## [Work to do]
In the material below, arrange the lines as a JSON list of strings with one string per line and blank lines omitted. Include only the lines from the one containing "woman in dark" through the one containing "628], [725, 453]]", with both of those lines included.

Excerpts of pointing data
** begin **
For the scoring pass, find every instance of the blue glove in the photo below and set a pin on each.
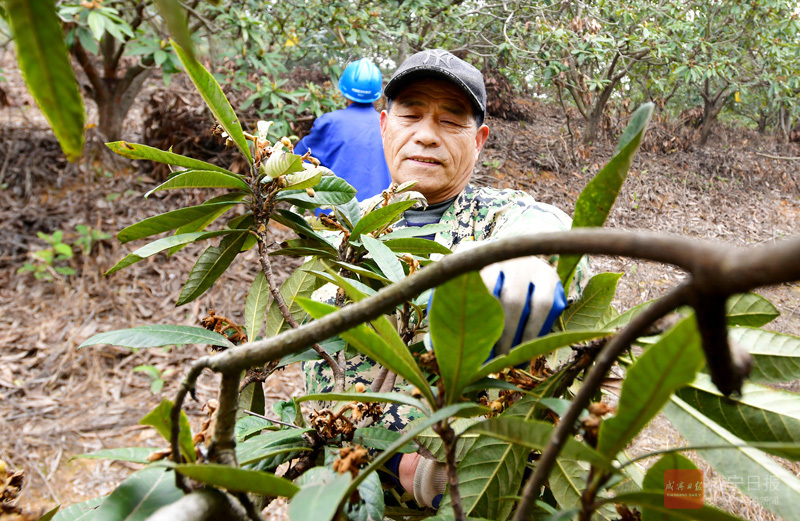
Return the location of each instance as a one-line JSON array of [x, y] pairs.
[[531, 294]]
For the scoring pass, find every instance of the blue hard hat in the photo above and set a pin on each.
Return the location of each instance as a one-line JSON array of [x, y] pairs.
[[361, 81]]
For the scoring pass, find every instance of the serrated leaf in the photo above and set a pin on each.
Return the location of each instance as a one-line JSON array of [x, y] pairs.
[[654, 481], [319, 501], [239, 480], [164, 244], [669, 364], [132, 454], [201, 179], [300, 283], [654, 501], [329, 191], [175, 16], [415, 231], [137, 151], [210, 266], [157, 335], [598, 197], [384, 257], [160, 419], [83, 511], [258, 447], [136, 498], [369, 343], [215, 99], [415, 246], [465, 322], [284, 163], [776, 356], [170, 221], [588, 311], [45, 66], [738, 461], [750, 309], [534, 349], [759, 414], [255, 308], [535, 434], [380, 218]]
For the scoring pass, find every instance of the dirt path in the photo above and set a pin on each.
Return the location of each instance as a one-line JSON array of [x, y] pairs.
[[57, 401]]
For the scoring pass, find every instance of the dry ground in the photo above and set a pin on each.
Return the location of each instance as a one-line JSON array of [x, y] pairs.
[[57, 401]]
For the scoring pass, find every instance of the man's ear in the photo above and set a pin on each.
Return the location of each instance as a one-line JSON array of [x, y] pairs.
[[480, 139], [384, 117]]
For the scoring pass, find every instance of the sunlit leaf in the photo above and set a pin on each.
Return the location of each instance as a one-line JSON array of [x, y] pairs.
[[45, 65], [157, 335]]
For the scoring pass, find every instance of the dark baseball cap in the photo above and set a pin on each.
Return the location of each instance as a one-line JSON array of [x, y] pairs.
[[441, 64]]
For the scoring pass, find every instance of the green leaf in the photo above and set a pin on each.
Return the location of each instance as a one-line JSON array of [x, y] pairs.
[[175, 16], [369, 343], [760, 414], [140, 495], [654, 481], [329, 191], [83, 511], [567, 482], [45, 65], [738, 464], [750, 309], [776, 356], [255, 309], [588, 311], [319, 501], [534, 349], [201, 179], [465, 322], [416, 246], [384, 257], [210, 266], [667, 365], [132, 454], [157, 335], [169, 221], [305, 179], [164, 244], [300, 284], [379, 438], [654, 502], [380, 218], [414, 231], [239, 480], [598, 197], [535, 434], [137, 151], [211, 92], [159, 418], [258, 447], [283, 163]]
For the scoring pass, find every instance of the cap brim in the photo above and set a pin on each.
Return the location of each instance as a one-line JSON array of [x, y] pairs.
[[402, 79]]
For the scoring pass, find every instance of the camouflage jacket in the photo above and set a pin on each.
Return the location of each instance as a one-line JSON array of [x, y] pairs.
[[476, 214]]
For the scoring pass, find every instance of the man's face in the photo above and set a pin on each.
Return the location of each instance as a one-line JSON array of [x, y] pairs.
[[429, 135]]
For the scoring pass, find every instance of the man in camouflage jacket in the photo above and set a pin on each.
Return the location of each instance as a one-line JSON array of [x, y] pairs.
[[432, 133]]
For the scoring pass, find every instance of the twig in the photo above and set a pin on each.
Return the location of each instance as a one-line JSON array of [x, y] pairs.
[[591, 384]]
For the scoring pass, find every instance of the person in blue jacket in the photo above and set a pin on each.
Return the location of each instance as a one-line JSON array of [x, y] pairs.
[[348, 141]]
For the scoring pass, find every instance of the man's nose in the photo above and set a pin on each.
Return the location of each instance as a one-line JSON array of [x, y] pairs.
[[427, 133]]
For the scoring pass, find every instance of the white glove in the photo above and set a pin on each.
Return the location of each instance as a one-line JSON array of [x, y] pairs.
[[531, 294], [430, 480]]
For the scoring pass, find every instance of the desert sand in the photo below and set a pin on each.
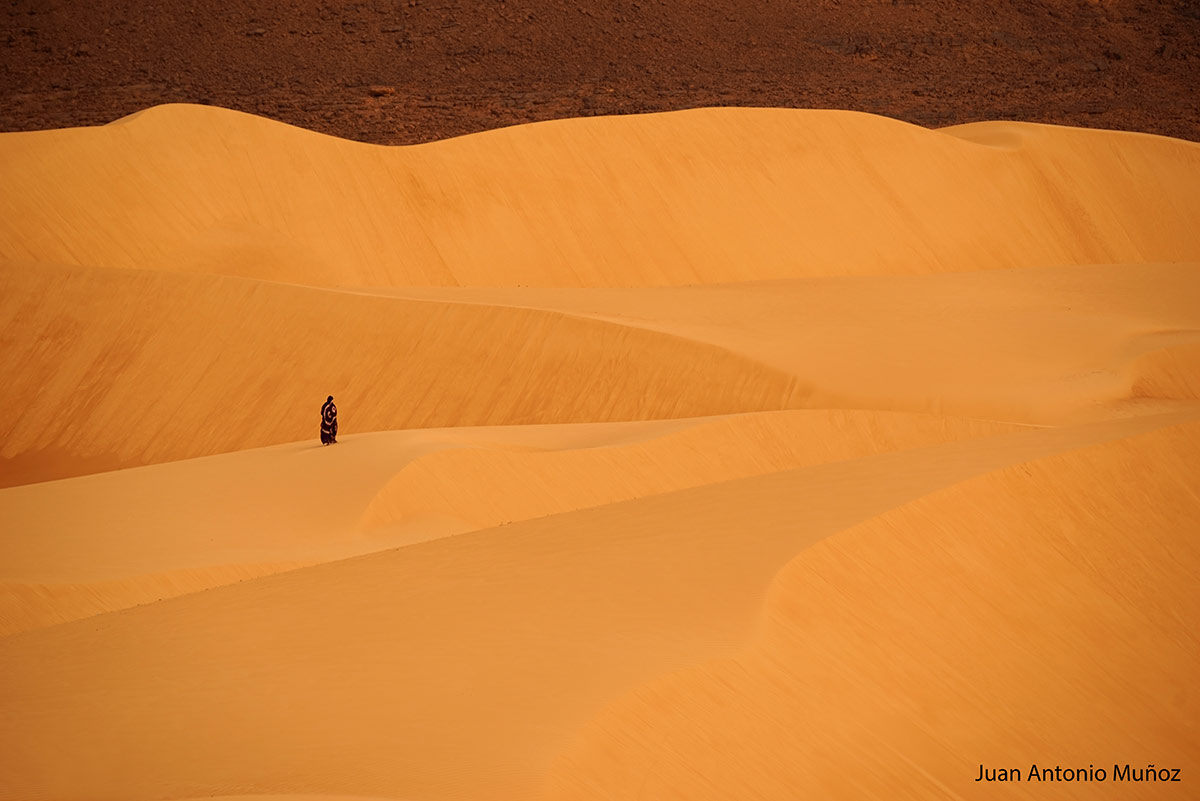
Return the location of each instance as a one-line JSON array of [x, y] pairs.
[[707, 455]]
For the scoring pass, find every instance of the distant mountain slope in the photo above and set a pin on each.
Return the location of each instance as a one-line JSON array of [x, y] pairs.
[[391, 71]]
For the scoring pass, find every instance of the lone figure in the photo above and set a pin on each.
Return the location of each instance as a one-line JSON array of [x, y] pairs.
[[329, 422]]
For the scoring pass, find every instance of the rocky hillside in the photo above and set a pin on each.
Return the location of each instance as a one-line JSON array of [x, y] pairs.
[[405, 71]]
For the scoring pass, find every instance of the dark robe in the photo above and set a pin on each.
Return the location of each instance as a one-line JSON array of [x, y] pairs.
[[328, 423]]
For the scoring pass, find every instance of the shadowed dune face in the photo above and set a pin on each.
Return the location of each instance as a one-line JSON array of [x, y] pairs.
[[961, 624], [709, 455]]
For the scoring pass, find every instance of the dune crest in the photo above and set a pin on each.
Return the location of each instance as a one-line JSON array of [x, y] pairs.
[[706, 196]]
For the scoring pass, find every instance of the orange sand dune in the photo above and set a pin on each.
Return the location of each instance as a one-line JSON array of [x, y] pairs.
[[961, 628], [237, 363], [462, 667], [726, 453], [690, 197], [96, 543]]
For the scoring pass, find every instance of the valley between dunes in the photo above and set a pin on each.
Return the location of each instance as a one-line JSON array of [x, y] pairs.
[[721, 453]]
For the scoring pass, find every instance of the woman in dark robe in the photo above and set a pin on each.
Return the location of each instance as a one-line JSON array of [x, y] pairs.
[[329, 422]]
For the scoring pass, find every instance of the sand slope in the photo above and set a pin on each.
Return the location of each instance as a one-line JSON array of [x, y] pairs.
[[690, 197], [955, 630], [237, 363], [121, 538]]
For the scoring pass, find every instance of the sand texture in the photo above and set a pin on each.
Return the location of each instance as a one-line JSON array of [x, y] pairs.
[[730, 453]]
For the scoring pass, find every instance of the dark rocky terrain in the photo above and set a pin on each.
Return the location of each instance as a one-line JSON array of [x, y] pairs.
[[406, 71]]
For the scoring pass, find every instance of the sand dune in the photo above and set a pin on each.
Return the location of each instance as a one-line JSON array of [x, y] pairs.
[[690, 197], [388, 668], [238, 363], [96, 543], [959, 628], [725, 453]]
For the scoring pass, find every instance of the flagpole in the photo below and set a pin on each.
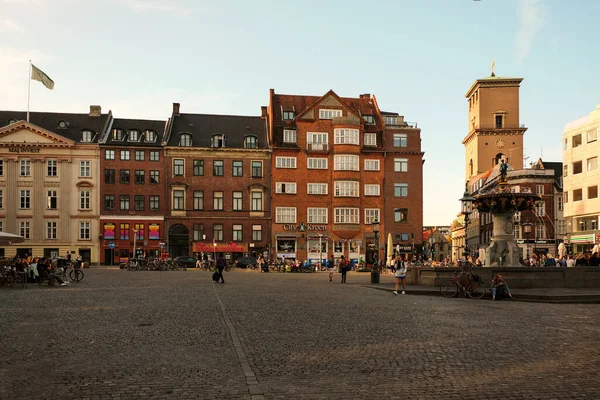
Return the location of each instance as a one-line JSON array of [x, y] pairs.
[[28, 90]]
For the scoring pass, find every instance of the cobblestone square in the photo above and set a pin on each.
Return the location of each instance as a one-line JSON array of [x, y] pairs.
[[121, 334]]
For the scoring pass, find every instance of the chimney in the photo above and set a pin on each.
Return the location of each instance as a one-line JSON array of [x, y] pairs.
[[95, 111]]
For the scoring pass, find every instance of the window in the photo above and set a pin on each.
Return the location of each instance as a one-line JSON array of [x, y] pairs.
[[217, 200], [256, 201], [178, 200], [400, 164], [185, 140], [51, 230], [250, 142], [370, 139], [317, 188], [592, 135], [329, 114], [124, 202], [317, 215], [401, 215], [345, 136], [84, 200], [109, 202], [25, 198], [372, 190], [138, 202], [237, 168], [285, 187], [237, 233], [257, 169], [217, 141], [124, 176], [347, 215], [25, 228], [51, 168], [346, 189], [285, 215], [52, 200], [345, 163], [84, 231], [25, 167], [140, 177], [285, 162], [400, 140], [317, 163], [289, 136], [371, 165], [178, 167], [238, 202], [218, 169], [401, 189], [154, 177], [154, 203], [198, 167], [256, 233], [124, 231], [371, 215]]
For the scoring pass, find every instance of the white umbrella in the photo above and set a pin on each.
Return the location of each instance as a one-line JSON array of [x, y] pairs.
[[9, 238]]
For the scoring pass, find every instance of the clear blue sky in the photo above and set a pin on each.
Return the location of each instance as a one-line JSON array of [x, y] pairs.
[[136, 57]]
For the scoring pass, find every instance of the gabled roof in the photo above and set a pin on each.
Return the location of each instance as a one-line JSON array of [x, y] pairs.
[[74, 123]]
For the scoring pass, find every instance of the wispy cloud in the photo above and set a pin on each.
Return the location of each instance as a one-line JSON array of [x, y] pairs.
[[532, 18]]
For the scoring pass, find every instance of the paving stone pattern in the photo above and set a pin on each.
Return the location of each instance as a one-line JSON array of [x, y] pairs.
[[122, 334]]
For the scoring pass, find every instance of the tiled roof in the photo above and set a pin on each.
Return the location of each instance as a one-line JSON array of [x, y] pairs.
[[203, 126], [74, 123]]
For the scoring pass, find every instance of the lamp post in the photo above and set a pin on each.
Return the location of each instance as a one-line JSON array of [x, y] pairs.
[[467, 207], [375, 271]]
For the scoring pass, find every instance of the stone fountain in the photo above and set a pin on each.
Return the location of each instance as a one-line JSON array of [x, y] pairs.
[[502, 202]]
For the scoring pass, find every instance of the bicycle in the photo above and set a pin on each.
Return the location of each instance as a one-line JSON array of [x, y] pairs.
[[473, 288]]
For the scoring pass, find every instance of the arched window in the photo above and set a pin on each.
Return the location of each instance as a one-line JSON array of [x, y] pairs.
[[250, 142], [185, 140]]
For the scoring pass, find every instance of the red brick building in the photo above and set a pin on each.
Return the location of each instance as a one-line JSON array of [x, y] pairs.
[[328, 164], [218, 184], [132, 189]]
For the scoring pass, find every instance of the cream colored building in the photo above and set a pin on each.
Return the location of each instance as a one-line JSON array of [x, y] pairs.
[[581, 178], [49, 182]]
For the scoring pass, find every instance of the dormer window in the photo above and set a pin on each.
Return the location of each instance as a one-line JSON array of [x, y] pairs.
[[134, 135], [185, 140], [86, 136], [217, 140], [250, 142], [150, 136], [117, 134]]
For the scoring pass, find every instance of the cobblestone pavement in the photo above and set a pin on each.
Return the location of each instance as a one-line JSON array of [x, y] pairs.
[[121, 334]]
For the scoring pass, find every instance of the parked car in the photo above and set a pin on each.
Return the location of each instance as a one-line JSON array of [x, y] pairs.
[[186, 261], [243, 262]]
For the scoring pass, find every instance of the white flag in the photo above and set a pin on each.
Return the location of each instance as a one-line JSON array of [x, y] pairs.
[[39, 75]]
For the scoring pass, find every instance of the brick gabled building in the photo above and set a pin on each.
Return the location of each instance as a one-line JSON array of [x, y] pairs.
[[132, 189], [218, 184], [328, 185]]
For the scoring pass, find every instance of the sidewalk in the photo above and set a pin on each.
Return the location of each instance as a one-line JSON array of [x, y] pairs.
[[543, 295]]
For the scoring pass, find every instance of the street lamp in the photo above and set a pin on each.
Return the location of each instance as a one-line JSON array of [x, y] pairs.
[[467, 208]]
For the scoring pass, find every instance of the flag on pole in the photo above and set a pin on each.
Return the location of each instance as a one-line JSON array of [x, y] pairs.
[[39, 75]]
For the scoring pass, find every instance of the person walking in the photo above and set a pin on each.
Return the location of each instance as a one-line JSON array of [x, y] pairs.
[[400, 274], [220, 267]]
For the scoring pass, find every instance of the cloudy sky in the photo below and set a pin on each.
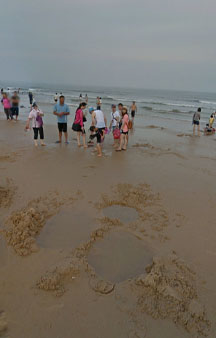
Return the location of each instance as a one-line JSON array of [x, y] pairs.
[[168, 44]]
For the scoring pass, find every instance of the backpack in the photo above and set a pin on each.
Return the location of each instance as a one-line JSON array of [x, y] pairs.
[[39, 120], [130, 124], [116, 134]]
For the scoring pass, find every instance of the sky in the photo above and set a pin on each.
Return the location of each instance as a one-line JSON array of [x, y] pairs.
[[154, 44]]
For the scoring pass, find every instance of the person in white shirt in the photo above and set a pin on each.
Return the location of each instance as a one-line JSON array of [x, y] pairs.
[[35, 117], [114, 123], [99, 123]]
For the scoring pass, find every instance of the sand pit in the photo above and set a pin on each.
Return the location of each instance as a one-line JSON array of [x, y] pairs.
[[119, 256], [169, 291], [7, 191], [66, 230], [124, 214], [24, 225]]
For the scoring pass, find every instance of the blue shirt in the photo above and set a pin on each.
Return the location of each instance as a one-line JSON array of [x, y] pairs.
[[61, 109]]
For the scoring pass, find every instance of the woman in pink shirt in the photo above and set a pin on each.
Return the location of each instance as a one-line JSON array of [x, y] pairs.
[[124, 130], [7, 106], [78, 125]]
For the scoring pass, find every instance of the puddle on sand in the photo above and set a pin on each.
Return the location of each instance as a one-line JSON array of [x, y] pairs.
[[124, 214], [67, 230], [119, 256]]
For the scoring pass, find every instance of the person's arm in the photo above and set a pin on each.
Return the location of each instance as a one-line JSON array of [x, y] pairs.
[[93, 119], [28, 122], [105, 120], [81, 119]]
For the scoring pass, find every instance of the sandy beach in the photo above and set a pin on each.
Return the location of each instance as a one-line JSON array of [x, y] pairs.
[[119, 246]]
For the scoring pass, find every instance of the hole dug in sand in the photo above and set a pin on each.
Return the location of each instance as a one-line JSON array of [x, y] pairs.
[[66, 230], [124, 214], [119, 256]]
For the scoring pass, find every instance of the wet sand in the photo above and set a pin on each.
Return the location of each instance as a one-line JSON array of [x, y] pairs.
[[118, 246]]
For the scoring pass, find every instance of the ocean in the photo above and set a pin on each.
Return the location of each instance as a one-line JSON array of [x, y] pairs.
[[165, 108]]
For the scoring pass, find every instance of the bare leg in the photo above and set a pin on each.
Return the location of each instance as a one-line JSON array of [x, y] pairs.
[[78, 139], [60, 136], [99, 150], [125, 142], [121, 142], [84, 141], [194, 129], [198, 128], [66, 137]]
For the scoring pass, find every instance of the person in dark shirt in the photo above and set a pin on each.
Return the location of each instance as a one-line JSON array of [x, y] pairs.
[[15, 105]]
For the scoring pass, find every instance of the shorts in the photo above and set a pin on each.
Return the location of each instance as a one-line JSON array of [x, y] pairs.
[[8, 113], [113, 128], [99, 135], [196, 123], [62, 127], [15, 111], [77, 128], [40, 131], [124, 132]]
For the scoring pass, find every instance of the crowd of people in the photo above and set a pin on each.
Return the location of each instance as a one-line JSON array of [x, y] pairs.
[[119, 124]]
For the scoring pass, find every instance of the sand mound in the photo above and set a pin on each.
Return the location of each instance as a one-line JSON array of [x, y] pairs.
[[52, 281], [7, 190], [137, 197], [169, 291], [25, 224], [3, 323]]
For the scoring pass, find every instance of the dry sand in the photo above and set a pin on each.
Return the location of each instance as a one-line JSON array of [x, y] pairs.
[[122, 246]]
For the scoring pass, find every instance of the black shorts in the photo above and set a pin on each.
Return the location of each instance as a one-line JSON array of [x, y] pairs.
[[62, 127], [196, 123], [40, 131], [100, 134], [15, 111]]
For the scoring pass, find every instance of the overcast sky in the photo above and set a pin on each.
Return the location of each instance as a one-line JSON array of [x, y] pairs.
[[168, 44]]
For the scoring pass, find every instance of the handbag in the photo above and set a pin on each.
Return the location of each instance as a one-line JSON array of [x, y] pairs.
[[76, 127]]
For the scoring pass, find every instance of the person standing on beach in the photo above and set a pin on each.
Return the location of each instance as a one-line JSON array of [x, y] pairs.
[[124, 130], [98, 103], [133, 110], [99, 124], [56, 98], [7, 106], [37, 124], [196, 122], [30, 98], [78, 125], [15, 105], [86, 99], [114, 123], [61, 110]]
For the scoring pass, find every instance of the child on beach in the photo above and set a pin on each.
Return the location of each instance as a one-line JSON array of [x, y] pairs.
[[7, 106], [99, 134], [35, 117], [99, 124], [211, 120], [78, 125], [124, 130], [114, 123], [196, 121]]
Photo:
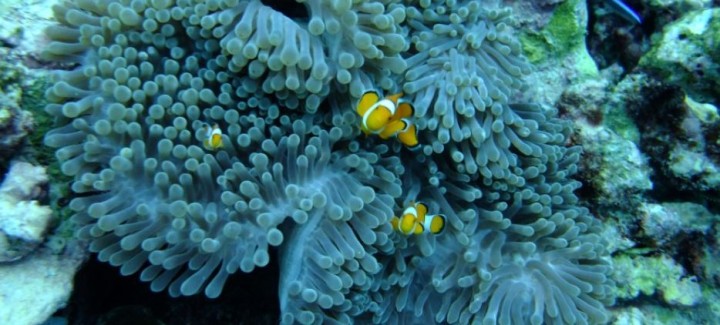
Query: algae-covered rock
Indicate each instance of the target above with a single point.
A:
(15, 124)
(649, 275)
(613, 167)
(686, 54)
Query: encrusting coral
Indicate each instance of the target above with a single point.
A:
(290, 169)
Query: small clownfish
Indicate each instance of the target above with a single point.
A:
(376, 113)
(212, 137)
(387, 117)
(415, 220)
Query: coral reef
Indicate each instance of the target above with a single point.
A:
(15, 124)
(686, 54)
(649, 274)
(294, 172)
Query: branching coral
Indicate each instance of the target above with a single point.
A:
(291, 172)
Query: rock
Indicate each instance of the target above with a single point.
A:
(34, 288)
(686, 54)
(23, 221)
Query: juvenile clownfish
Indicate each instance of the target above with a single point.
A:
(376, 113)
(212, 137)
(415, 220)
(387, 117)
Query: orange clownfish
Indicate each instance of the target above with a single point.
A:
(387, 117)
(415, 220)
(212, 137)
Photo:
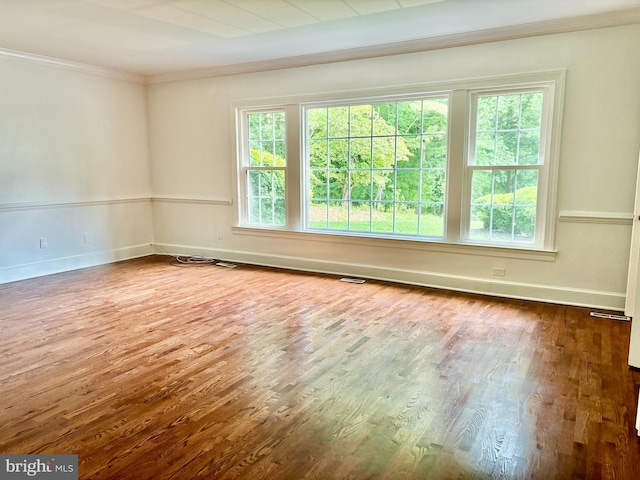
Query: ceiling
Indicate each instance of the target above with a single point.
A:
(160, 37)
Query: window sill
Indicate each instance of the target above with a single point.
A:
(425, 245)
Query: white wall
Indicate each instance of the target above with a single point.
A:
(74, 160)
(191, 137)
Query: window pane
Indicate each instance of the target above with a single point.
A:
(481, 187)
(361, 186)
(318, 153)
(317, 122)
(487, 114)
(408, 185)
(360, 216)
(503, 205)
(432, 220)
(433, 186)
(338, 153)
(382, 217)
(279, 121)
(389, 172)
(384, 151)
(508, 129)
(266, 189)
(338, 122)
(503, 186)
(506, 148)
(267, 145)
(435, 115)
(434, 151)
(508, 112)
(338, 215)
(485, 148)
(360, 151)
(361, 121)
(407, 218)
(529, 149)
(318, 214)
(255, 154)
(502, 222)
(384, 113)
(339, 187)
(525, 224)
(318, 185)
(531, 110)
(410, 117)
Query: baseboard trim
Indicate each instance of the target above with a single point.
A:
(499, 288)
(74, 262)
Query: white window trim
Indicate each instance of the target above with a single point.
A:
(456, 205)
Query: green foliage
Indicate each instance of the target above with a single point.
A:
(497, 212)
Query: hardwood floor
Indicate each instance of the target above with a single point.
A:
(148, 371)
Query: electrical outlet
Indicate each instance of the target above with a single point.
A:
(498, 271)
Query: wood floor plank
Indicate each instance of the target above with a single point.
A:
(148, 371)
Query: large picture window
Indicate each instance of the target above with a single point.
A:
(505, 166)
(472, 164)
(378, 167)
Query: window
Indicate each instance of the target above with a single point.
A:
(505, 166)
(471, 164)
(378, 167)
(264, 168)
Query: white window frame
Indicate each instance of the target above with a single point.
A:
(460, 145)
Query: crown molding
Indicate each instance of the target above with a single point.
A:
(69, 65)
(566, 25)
** end **
## [Final result]
[
  "For the scoring pass, find every instance of the woman in dark robe in the photo above and set a pin on each.",
  "Return the location of each instance as a one-line JSON array of [x, y] pairs.",
  "[[329, 422]]",
  "For the scoring pass, find every instance of the sand slope in the photo above and set a pin on each.",
  "Return the location of each instance as a one-line JSON array of [x, y] pairs.",
  "[[690, 197], [955, 630], [237, 363], [121, 538]]",
  "For the scoring pass, find every instance of the sand texture in the photo above and set a pin on each.",
  "Return the location of each instance as a one-line JSON array of [x, y] pairs.",
  "[[730, 453]]",
  "For the scoring pass, find every instance of the dark rocky terrain in the photo above and set a pin on each.",
  "Return the location of each instance as a one-line JSON array of [x, y] pairs.",
  "[[406, 71]]",
  "For the scoring pass, find every instance of the sand dune in the photo above and set a pin on each.",
  "Return the location of each instance as a one-line JSON array of [x, y] pairs.",
  "[[690, 197], [388, 668], [238, 363], [96, 543], [959, 628], [725, 453]]"
]